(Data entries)
○ ○ ○ ○ ○

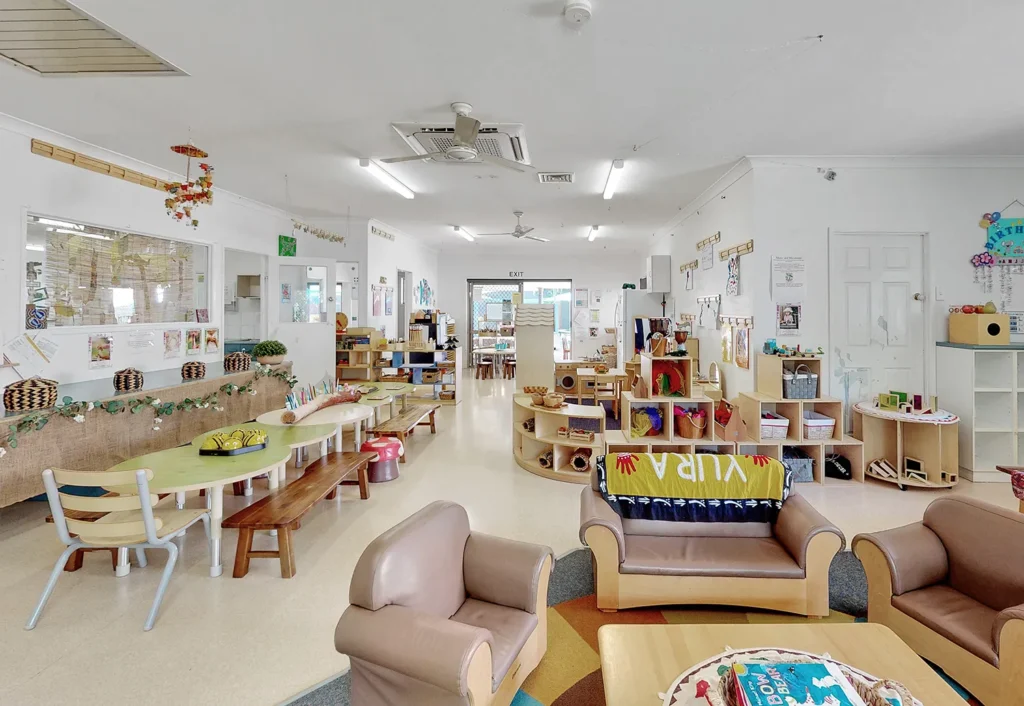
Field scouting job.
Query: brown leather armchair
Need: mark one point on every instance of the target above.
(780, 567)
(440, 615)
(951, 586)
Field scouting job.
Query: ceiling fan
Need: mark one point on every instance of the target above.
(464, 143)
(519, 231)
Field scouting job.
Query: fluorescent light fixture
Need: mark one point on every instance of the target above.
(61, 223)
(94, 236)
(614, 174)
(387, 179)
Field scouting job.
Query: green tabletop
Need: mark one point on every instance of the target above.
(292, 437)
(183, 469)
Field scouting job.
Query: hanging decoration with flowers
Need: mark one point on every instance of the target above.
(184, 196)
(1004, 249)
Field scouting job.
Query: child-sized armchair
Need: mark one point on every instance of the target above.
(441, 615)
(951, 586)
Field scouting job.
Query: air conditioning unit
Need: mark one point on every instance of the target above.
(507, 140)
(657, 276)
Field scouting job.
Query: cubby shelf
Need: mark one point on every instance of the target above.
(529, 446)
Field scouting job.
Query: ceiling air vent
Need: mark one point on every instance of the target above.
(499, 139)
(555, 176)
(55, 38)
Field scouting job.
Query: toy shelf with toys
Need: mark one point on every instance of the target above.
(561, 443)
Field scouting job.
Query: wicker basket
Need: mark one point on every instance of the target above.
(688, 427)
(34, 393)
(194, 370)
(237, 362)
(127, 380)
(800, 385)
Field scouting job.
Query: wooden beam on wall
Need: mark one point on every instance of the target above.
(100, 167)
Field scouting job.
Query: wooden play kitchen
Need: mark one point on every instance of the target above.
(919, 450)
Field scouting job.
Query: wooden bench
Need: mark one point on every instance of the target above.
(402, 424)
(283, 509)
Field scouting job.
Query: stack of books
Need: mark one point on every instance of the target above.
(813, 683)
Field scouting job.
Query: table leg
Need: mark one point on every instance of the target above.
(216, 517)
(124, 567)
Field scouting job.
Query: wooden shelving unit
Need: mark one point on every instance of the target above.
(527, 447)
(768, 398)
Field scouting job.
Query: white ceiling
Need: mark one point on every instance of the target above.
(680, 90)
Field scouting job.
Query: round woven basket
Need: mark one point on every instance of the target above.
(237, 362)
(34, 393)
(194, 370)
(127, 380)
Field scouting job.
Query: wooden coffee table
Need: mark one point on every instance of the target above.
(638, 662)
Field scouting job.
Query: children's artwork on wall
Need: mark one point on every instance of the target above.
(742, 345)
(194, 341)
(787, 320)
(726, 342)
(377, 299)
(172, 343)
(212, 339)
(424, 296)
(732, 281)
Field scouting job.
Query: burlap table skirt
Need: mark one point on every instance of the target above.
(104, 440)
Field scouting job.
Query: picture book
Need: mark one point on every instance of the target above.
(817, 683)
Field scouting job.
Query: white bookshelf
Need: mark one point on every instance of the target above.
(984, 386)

○ ○ ○ ○ ○

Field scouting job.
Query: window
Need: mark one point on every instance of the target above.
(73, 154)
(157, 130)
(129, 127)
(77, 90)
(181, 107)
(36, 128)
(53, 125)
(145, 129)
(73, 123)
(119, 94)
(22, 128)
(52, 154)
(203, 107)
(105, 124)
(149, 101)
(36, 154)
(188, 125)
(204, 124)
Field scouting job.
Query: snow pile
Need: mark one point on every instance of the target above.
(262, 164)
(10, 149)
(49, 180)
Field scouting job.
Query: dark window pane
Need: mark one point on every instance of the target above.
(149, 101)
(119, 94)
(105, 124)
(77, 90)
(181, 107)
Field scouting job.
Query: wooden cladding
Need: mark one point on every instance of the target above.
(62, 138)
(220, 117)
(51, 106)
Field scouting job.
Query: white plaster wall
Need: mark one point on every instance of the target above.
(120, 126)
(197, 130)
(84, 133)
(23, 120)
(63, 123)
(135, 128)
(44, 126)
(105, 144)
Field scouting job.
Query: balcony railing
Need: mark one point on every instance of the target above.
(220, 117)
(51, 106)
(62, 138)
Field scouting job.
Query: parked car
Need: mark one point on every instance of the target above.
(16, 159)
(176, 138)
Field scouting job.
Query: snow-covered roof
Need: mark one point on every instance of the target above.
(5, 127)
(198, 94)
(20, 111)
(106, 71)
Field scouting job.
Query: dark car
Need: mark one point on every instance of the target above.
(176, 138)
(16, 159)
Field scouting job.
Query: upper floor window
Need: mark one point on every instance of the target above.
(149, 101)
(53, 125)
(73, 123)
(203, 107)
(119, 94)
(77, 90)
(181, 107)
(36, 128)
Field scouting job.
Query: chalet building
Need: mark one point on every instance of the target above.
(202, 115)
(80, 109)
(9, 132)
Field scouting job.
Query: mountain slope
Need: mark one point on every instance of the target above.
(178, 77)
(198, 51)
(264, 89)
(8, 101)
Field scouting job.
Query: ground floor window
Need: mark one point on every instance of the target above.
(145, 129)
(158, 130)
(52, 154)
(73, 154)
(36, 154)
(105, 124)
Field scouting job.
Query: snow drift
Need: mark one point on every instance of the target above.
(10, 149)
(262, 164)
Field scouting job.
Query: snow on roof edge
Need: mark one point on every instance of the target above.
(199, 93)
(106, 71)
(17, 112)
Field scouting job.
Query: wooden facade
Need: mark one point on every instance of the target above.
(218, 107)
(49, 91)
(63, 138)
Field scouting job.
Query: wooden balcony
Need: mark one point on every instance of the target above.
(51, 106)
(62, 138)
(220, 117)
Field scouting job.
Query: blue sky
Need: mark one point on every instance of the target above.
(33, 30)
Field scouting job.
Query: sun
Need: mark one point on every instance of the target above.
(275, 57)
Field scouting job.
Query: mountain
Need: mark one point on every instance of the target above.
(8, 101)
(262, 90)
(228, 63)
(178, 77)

○ ○ ○ ○ ○

WORK ITEM ::
Filter the entries down to the lines containing "mountain". Copy each of those lines.

SOLUTION FOR THIS PROBLEM ::
Query: mountain slope
Query: mountain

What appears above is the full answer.